DATASET ROWS:
+--
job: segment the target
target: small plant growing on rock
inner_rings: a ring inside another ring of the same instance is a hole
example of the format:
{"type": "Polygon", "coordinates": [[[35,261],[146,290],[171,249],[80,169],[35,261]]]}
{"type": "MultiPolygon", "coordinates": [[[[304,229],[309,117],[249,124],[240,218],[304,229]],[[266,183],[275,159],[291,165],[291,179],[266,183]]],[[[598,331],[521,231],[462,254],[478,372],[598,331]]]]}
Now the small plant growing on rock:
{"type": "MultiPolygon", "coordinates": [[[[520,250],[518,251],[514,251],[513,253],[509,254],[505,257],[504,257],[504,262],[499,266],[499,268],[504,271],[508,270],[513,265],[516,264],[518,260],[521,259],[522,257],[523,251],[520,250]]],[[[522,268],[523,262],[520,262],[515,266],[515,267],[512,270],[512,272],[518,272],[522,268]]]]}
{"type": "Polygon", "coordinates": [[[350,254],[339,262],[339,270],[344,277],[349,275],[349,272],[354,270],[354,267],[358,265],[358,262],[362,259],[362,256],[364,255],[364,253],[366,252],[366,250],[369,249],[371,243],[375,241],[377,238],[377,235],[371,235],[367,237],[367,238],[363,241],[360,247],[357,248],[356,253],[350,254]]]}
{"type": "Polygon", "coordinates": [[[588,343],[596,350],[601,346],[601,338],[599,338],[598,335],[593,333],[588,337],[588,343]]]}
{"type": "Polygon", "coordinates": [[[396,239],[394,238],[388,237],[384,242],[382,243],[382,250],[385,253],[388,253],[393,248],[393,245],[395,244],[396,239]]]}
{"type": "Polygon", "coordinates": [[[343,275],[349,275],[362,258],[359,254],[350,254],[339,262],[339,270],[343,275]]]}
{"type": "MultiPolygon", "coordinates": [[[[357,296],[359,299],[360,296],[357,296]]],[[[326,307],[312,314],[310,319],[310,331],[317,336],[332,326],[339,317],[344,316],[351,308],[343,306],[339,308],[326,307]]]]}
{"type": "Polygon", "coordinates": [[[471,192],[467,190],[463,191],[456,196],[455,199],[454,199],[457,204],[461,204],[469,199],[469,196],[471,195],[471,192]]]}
+--
EXERCISE INSTRUCTIONS: Quote all of the entries exactly as they appear.

SOLUTION TO THE EXERCISE:
job: segment the target
target: small plant growing on rock
inner_rings: a ring inside another ring of the same instance is a hole
example of the format:
{"type": "Polygon", "coordinates": [[[35,261],[146,290],[171,249],[80,169],[35,261]]]}
{"type": "MultiPolygon", "coordinates": [[[[304,229],[309,117],[249,124],[240,218],[304,229]],[[266,183],[275,159],[291,165],[291,179],[266,183]]],[[[598,331],[521,231],[462,254],[478,372],[598,331]]]]}
Now the small plant growing on rock:
{"type": "MultiPolygon", "coordinates": [[[[520,250],[518,251],[514,251],[513,253],[509,254],[505,257],[504,257],[504,262],[499,266],[499,268],[504,271],[508,270],[513,265],[516,264],[518,260],[521,259],[522,257],[523,251],[520,250]]],[[[522,268],[523,262],[520,262],[515,266],[515,267],[512,270],[512,272],[518,272],[522,268]]]]}
{"type": "Polygon", "coordinates": [[[350,254],[339,262],[339,270],[344,277],[349,275],[349,272],[354,270],[354,267],[358,265],[358,262],[362,259],[362,256],[364,255],[364,253],[366,252],[366,250],[369,249],[371,243],[375,241],[377,238],[377,235],[371,235],[367,237],[367,238],[363,241],[360,247],[357,248],[356,253],[350,254]]]}
{"type": "Polygon", "coordinates": [[[588,343],[596,350],[601,346],[601,338],[599,338],[598,335],[593,333],[588,337],[588,343]]]}
{"type": "Polygon", "coordinates": [[[396,239],[394,238],[388,237],[384,242],[382,243],[382,250],[385,253],[388,253],[393,248],[393,245],[395,244],[396,239]]]}
{"type": "Polygon", "coordinates": [[[343,275],[349,275],[362,258],[359,254],[350,254],[339,262],[339,270],[343,275]]]}
{"type": "MultiPolygon", "coordinates": [[[[357,296],[359,299],[360,296],[357,296]]],[[[326,307],[312,314],[310,319],[310,331],[317,336],[332,326],[339,317],[344,316],[351,308],[343,306],[339,308],[326,307]]]]}
{"type": "Polygon", "coordinates": [[[471,192],[467,190],[463,191],[456,196],[455,199],[454,199],[457,204],[461,204],[469,199],[469,196],[471,195],[471,192]]]}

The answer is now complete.